== Record extracts ==
────────────────────────────────────────

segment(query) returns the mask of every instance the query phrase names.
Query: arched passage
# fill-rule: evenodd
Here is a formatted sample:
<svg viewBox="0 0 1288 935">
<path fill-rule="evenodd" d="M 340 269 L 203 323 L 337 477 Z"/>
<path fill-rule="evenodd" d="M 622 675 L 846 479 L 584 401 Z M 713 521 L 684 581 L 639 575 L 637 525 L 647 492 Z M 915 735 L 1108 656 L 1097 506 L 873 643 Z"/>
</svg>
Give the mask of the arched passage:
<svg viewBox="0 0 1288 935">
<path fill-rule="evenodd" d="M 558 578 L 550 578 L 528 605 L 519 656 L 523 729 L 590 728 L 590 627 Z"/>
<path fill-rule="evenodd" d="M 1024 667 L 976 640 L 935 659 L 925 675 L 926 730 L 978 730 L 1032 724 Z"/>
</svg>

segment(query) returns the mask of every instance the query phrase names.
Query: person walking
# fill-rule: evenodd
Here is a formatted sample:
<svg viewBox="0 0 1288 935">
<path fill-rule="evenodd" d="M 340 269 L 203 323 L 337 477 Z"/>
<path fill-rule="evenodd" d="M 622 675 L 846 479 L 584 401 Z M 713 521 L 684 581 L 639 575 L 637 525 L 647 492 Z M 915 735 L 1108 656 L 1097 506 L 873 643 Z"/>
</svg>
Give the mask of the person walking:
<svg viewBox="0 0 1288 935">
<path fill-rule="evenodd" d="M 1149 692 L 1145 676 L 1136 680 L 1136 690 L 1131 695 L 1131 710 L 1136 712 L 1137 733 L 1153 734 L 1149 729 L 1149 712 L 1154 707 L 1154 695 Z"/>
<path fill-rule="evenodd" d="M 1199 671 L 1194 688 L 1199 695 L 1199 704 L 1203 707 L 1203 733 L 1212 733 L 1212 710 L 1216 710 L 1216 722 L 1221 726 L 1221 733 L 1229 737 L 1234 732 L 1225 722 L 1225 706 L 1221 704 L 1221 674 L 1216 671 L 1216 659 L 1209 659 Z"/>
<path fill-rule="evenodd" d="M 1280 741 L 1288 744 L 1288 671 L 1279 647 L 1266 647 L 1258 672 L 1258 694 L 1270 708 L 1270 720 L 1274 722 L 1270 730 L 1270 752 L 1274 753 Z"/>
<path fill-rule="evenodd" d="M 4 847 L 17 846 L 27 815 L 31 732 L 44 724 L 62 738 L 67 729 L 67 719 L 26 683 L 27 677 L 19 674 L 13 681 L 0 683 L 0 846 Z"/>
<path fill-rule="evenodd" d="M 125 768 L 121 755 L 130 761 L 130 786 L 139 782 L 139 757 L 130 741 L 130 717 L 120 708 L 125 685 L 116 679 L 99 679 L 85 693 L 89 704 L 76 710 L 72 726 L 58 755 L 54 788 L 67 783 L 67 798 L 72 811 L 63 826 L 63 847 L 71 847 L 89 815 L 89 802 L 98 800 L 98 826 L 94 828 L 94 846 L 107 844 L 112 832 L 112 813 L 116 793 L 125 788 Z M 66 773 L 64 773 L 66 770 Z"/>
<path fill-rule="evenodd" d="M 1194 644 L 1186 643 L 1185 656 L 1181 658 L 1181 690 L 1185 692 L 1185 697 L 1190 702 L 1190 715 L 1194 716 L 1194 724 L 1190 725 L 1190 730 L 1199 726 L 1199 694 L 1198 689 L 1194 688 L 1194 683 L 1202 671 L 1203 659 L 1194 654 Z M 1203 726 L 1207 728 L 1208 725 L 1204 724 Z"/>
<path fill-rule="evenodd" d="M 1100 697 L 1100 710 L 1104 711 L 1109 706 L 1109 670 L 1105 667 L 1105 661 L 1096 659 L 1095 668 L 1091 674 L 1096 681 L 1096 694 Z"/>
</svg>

────────────────────────────────────────

== What to produce ==
Please repeat every line of the records above, character for character, with nothing changed or left out.

== Written solution ==
segment(query) returns the mask of every instance the query phrase names.
Query: arched passage
# fill-rule: evenodd
Here is a formatted sample:
<svg viewBox="0 0 1288 935">
<path fill-rule="evenodd" d="M 340 269 L 203 323 L 337 477 Z"/>
<path fill-rule="evenodd" d="M 622 675 L 846 479 L 584 401 Z M 713 521 L 684 581 L 639 575 L 637 525 L 647 492 Z M 915 735 L 1108 656 L 1097 506 L 873 643 Z"/>
</svg>
Give the mask of the arched passage:
<svg viewBox="0 0 1288 935">
<path fill-rule="evenodd" d="M 558 578 L 550 578 L 528 605 L 519 656 L 523 729 L 590 728 L 590 627 Z"/>
<path fill-rule="evenodd" d="M 1024 667 L 976 640 L 935 659 L 925 675 L 926 730 L 978 730 L 1032 724 Z"/>
</svg>

segment(query) returns the mask of every instance the query phrase names.
Query: person walking
# fill-rule: evenodd
Here is a formatted sample:
<svg viewBox="0 0 1288 935">
<path fill-rule="evenodd" d="M 340 269 L 203 323 L 337 477 Z"/>
<path fill-rule="evenodd" d="M 622 675 L 846 479 L 584 401 Z M 713 521 L 684 581 L 639 575 L 637 525 L 647 492 Z M 915 735 L 1108 656 L 1097 506 L 873 643 Z"/>
</svg>
Give the mask of the person walking:
<svg viewBox="0 0 1288 935">
<path fill-rule="evenodd" d="M 1149 692 L 1145 676 L 1136 680 L 1136 690 L 1131 695 L 1131 710 L 1136 712 L 1137 733 L 1153 734 L 1149 729 L 1149 712 L 1154 707 L 1154 695 Z"/>
<path fill-rule="evenodd" d="M 1199 671 L 1194 688 L 1199 695 L 1199 704 L 1203 707 L 1203 733 L 1212 733 L 1212 710 L 1216 710 L 1216 722 L 1221 726 L 1221 733 L 1229 737 L 1234 732 L 1225 722 L 1225 706 L 1221 704 L 1221 674 L 1216 671 L 1216 659 L 1209 659 Z"/>
<path fill-rule="evenodd" d="M 1280 741 L 1288 744 L 1288 671 L 1279 647 L 1266 647 L 1258 672 L 1258 694 L 1270 708 L 1270 720 L 1274 722 L 1270 730 L 1270 752 L 1274 753 Z"/>
<path fill-rule="evenodd" d="M 4 847 L 17 846 L 27 815 L 31 732 L 44 724 L 62 738 L 67 729 L 67 719 L 26 683 L 27 677 L 19 674 L 13 681 L 0 683 L 0 846 Z"/>
<path fill-rule="evenodd" d="M 125 768 L 121 755 L 130 761 L 130 786 L 139 782 L 139 757 L 130 741 L 130 717 L 120 708 L 125 685 L 116 679 L 99 679 L 85 693 L 89 704 L 76 710 L 72 726 L 58 755 L 54 788 L 67 783 L 67 798 L 72 811 L 63 826 L 63 847 L 71 847 L 89 815 L 89 802 L 98 800 L 98 826 L 94 828 L 94 846 L 107 844 L 112 832 L 112 813 L 116 793 L 125 788 Z M 66 773 L 64 773 L 66 770 Z"/>
<path fill-rule="evenodd" d="M 1194 644 L 1186 643 L 1185 656 L 1181 658 L 1181 690 L 1185 692 L 1185 697 L 1190 702 L 1190 715 L 1194 716 L 1194 724 L 1190 725 L 1190 730 L 1199 726 L 1199 694 L 1198 689 L 1194 688 L 1194 683 L 1202 671 L 1203 659 L 1194 654 Z M 1203 726 L 1207 728 L 1208 725 L 1204 724 Z"/>
<path fill-rule="evenodd" d="M 1100 697 L 1100 710 L 1104 711 L 1109 706 L 1109 670 L 1105 667 L 1105 661 L 1096 659 L 1095 668 L 1091 674 L 1096 681 L 1096 694 Z"/>
</svg>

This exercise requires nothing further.